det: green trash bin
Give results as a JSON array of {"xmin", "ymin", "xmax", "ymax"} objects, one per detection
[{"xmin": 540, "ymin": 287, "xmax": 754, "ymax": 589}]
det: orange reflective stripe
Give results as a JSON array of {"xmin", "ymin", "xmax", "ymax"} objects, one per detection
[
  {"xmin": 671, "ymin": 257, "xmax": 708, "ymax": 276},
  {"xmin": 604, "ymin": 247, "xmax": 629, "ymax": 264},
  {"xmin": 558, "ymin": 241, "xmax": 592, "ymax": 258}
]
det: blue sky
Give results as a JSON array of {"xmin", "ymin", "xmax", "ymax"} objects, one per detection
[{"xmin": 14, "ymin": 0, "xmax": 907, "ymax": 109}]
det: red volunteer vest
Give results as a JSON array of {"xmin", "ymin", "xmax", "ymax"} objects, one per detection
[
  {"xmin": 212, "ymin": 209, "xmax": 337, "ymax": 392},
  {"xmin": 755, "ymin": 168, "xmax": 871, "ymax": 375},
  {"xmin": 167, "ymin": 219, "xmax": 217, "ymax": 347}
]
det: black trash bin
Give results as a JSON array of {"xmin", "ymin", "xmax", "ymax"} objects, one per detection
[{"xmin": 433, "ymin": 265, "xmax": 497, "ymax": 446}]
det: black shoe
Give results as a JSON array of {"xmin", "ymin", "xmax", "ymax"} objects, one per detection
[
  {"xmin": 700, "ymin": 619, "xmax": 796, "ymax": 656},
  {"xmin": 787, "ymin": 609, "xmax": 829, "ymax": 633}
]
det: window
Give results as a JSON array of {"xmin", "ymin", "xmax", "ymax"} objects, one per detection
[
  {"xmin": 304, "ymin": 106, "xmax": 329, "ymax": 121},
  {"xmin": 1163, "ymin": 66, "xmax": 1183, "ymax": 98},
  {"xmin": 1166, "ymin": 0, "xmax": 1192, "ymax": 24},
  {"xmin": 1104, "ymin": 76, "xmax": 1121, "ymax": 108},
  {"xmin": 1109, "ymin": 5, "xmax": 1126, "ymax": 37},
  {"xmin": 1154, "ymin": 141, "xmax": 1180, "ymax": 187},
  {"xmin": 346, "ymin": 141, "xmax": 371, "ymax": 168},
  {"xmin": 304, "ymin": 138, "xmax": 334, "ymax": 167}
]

Exercise
Pull out each line of the data above that contains the string "trash", and treat a difference in letter case as a mismatch.

Task solution
det: green trash bin
det: black trash bin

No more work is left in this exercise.